> Consigne 1
Traduisez en anglais la phrase du récit sur Alamar « J’ai rendez-vous place Hanoi avec Carlos. »

> Texte cité
┄┄┄┄┄┄┄┄┄┄┄┄┄┄┄┄┄┄┄┄

Première visite à Alamar
On m’avait dit : « Attention, à Alamar, tu rencontres de tout : du meilleur et du pire. Là-bas, on te fait un mariage comme on te fait un enterrement, il ne faut pas traîner avec tout le monde, mais bien savoir avec qui on parle ! »
J’ai rendez-vous place Hanoi avec Carlos. J’ai repéré les camellos (les « chameaux »), ces bus qui relient la capitale à sa banlieue comme des cordons ombilicaux : M1, M3. Le premier, celui que j’emprunte, part du Vedado, passe par le Capitole, emprunte le tunnel, longe Habana del Este, Cojimar et traverse tout Alamar, où il termine sa course à la base militaire. Quel que soit la longueur de son trajet, on s’acquitte de quarante centimes de peso cubain auprès du contrôleur, que l’on voyage assis ou debout, chargé ou pas, que l’on soit Cubain ou touriste. Tous unis et égaux dans la bosse du chameau.

┄┄┄┄┄┄┄┄┄┄┄┄┄┄┄┄┄┄┄┄

> Enregistrements

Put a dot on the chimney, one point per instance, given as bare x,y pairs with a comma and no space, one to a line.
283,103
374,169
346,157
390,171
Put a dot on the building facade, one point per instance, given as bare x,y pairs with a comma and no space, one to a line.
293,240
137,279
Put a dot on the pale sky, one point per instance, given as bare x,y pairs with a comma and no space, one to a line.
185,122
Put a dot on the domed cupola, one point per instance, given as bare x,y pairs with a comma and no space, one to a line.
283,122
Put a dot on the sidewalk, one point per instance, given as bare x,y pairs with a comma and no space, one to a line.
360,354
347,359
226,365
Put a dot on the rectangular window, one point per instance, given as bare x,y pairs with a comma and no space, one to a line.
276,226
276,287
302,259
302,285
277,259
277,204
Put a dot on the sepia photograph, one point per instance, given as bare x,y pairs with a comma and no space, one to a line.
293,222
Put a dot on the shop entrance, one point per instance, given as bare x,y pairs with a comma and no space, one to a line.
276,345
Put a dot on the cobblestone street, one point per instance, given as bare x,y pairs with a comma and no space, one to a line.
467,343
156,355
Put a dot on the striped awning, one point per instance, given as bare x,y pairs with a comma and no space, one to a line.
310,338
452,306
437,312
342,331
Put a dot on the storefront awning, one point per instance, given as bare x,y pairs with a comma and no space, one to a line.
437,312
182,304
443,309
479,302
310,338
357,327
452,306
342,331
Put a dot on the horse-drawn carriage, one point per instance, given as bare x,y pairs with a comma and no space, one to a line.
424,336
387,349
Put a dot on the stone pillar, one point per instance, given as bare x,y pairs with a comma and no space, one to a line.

┄┄┄┄┄┄┄┄┄┄┄┄┄┄┄┄┄┄┄┄

> Consigne 2
Présentez toutes les lignes des enregistrements sous forme de tableau Markdown à deux colonnes, « N° » pour le numéro de rang et « Ligne » pour la ligne, sans les lignes vides.

> Résultat 1
I have an appointment with Carlos at Hanoi Square.

> Résultat 2
| N° | Ligne |
|---|---|
| 1 | Put a dot on the chimney, one point per instance, given as bare x,y pairs with a comma and no space, one to a line. |
| 2 | 283,103 |
| 3 | 374,169 |
| 4 | 346,157 |
| 5 | 390,171 |
| 6 | Put a dot on the building facade, one point per instance, given as bare x,y pairs with a comma and no space, one to a line. |
| 7 | 293,240 |
| 8 | 137,279 |
| 9 | Put a dot on the pale sky, one point per instance, given as bare x,y pairs with a comma and no space, one to a line. |
| 10 | 185,122 |
| 11 | Put a dot on the domed cupola, one point per instance, given as bare x,y pairs with a comma and no space, one to a line. |
| 12 | 283,122 |
| 13 | Put a dot on the sidewalk, one point per instance, given as bare x,y pairs with a comma and no space, one to a line. |
| 14 | 360,354 |
| 15 | 347,359 |
| 16 | 226,365 |
| 17 | Put a dot on the rectangular window, one point per instance, given as bare x,y pairs with a comma and no space, one to a line. |
| 18 | 276,226 |
| 19 | 276,287 |
| 20 | 302,259 |
| 21 | 302,285 |
| 22 | 277,259 |
| 23 | 277,204 |
| 24 | Put a dot on the sepia photograph, one point per instance, given as bare x,y pairs with a comma and no space, one to a line. |
| 25 | 293,222 |
| 26 | Put a dot on the shop entrance, one point per instance, given as bare x,y pairs with a comma and no space, one to a line. |
| 27 | 276,345 |
| 28 | Put a dot on the cobblestone street, one point per instance, given as bare x,y pairs with a comma and no space, one to a line. |
| 29 | 467,343 |
| 30 | 156,355 |
| 31 | Put a dot on the striped awning, one point per instance, given as bare x,y pairs with a comma and no space, one to a line. |
| 32 | 310,338 |
| 33 | 452,306 |
| 34 | 437,312 |
| 35 | 342,331 |
| 36 | Put a dot on the storefront awning, one point per instance, given as bare x,y pairs with a comma and no space, one to a line. |
| 37 | 437,312 |
| 38 | 182,304 |
| 39 | 443,309 |
| 40 | 479,302 |
| 41 | 310,338 |
| 42 | 357,327 |
| 43 | 452,306 |
| 44 | 342,331 |
| 45 | Put a dot on the horse-drawn carriage, one point per instance, given as bare x,y pairs with a comma and no space, one to a line. |
| 46 | 424,336 |
| 47 | 387,349 |
| 48 | Put a dot on the stone pillar, one point per instance, given as bare x,y pairs with a comma and no space, one to a line. |